» Job
Collect each line in the rows below that contains the word "assume".

#####

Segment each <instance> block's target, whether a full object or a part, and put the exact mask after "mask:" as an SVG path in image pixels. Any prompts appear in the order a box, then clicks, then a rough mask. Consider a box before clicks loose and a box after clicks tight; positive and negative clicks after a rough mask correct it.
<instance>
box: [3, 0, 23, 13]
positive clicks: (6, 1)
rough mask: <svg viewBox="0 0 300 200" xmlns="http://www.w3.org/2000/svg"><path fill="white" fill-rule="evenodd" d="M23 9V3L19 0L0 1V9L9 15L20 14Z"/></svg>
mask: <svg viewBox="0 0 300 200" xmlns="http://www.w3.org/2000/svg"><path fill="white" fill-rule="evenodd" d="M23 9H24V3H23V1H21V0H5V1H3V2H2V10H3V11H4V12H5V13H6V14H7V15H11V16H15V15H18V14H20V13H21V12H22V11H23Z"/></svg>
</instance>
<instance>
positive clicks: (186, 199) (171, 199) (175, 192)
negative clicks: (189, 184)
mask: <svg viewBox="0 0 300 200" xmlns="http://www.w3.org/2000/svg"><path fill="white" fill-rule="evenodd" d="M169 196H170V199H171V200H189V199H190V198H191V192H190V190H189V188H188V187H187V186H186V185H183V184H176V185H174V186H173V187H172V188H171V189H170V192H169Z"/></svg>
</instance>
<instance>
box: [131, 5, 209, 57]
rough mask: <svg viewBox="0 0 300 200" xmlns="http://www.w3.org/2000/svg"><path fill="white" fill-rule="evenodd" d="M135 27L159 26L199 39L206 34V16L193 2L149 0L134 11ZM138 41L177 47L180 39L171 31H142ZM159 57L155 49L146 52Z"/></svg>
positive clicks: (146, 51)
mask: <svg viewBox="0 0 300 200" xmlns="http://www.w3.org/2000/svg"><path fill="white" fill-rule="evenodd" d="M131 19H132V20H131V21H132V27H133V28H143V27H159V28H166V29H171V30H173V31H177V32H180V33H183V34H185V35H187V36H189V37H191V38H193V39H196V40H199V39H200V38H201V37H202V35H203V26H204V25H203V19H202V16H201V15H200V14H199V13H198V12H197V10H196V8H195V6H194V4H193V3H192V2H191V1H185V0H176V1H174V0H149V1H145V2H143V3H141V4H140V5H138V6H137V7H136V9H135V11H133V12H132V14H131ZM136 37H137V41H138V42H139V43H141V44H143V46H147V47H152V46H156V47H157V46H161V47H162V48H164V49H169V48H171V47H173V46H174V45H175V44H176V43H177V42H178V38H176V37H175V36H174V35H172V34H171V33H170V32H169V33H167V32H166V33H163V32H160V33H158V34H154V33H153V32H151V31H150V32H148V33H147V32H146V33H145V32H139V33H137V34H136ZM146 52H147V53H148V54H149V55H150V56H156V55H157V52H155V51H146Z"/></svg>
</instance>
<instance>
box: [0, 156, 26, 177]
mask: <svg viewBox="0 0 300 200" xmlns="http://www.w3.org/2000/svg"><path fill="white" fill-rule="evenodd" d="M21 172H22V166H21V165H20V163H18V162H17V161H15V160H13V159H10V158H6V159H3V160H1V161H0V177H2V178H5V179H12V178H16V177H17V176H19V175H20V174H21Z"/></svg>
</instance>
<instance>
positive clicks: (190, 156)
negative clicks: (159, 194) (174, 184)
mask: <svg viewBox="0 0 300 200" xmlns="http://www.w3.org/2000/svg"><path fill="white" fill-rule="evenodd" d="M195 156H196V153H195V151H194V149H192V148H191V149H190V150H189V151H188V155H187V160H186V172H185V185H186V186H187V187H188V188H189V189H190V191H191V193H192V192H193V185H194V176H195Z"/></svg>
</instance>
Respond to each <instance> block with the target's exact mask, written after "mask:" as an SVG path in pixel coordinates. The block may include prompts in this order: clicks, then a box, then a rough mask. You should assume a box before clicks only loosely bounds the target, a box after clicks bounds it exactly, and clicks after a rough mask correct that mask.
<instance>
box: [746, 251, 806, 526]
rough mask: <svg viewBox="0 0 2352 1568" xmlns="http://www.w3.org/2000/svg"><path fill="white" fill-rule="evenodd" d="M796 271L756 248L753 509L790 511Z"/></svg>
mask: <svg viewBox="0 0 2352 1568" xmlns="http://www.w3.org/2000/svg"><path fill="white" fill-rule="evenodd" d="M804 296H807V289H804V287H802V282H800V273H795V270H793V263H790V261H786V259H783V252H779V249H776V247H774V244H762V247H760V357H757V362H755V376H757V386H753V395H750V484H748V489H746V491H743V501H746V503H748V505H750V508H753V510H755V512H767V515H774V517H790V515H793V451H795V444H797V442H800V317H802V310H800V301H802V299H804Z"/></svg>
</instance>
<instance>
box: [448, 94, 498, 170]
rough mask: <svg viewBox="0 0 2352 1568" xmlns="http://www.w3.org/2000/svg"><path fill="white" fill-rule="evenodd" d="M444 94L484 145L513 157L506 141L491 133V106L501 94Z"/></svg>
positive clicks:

#####

» Answer box
Respond to each <instance> block with the target's exact mask, written after "mask:" as an SVG path in pixel coordinates. The block may include prompts in this order: clicks, then a box, then a rough mask. You should assume a box before clicks only loosely bounds the target, a box after clicks bounds it exactly, and clicks after a rough mask correct that mask.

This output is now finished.